■ **Short problem**
Exactly as given, write out the lines from the one containing "One point goes on every instance of the shower door handle" through the end of the listing, with both ends included and nothing else.

··········

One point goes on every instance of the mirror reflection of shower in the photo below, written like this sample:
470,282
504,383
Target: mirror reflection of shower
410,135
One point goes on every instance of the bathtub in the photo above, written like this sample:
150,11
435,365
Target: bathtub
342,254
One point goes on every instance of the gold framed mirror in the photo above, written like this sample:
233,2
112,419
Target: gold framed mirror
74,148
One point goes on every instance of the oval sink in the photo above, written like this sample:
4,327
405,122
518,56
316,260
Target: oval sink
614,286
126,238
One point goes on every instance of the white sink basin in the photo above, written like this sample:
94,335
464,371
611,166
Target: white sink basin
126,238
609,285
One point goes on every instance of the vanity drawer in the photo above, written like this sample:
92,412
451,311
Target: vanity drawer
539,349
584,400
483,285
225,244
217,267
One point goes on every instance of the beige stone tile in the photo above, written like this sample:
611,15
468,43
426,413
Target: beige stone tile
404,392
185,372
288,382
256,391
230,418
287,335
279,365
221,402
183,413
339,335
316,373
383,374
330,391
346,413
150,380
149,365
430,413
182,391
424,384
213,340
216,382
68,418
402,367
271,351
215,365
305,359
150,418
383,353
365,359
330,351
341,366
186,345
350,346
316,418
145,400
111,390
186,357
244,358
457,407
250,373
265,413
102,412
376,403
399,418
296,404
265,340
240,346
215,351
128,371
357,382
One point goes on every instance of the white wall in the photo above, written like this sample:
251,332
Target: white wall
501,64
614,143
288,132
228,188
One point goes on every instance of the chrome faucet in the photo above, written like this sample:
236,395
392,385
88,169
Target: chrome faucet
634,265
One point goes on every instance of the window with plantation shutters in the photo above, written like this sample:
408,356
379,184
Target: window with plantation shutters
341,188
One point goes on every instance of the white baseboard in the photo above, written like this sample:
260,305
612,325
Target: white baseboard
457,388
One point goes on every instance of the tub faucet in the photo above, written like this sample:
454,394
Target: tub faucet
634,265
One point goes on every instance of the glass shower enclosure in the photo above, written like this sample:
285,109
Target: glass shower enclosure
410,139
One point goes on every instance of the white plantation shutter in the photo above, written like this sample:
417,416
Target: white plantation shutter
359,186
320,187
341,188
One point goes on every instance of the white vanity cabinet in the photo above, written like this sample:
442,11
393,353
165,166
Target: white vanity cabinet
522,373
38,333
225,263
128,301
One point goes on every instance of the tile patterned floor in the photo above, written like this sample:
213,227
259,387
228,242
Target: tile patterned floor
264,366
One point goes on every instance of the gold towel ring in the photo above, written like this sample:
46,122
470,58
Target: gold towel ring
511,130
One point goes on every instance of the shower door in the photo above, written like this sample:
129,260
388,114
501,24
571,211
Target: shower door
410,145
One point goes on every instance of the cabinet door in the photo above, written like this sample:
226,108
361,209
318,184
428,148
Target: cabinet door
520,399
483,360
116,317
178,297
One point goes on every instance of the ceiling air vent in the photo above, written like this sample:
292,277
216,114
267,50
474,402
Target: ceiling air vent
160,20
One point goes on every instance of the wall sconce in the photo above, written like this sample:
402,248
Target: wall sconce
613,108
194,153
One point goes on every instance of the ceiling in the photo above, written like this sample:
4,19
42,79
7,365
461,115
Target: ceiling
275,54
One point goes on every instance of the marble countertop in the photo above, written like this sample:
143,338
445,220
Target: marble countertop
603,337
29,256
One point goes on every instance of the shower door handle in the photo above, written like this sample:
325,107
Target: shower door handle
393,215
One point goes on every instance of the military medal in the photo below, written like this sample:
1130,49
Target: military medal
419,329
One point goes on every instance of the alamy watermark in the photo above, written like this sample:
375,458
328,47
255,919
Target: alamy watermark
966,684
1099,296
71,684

··········

■ **Result of the exercise**
One point goes on every instance of the shower door handle in the photo above, written like this sample:
325,107
Target: shower door handle
393,215
One point goes on every instance of the military medal in the photo below, written like this sample:
1130,49
Target: military medal
419,329
One point goes on every instance of the alamy watermark in the photo above, written like this sample:
375,458
328,47
255,919
Target: alamy watermark
966,684
1099,296
71,684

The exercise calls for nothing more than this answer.